*** Source passage ***
I started this blog post on Wednesday night, the night before my surgery.  Technically, I guess I started it Thursday morning, because it was about 3a.m.  It was a very different tone than I am finishing the post in...what a difference a day makes.

That morning, I was in despair.  I had been awake most of the night, just couldn't turn off my brain.  I desperately did not want to have this surgery.  I was feeling frustrated and angry and couldn't understand why nothing was working.  I was following my doctor's directions to the letter and yet I was still making virtually no progress, and in fact, was backsliding.  I was sure that my one night in the hospital was going to turn into three or four and I just wasn't sure I could face that long a stay again.  I was certain that this surgery wasn't going to work either or that they were going to find something awful or that I was just going to be stuck like this forever.  I had such a bad reaction to the anesthesia after my first surgery, losing that entire week, I just didn't really want to go under again.  But what choice did I have?  I felt like I was stuck...damned if I do, really damned if I don't.

Fast forward to mid-day Thursday, waking up after surgery.  What a difference a few hours made!  The first difference...I was awake!  And lucid!  And could completely understand what was going on.  My surgeon came in to talk to me and he was thrilled.  They shaved off about half of the flap and made fresh edges on my tongue to connect the flap to.  He did not see any other evidence of cancer but sent everything off to pathology just to be sure.  I had a bite block in which was causing some discomfort, but in general, I could feel that everything was smaller.  I was already feeling better.
*** End of Source passage ***
▶ _Tasks and exercises_:
A: Update the surgery blog passage, starting at "Fast forward to" and ending at "already feeling better.", with "pathology" replaced by "the lab".
B: In the surgery blog passage, how much of the flap did the surgeons shave off?
C: Does each statement agree with the surgery blog passage? Answer yes or no for each, and quote the words of the passage that decide it.
(i) The writer began the post at around 3 a.m.
(ii) The surgeon saw further evidence of cancer.
(iii) The writer reacted well to the anesthesia after the first surgery.
*** Data extract ***
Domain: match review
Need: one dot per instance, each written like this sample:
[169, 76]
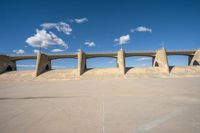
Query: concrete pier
[121, 61]
[81, 62]
[43, 64]
[160, 60]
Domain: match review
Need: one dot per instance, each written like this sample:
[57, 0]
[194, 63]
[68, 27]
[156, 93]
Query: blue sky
[96, 26]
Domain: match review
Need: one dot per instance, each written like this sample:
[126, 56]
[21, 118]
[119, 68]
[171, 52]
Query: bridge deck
[112, 55]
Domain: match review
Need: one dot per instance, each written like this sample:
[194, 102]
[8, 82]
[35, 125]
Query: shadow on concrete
[29, 98]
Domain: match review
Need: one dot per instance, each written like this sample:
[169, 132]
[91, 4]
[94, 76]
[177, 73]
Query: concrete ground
[143, 105]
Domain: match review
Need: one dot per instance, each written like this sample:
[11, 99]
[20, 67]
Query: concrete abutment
[195, 59]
*** End of Data extract ***
▶ _Task-by-task answers_:
A:
Fast forward to mid-day Thursday, waking up after surgery.  What a difference a few hours made!  The first difference...I was awake!  And lucid!  And could completely understand what was going on.  My surgeon came in to talk to me and he was thrilled.  They shaved off about half of the flap and made fresh edges on my tongue to connect the flap to.  He did not see any other evidence of cancer but sent everything off to the lab just to be sure.  I had a bite block in which was causing some discomfort, but in general, I could feel that everything was smaller.  I was already feeling better.

B: About half of it.

C:
(i) Yes: "it was about 3a.m."
(ii) No: "He did not see any other evidence of cancer"
(iii) No: "I had such a bad reaction to the anesthesia after my first surgery"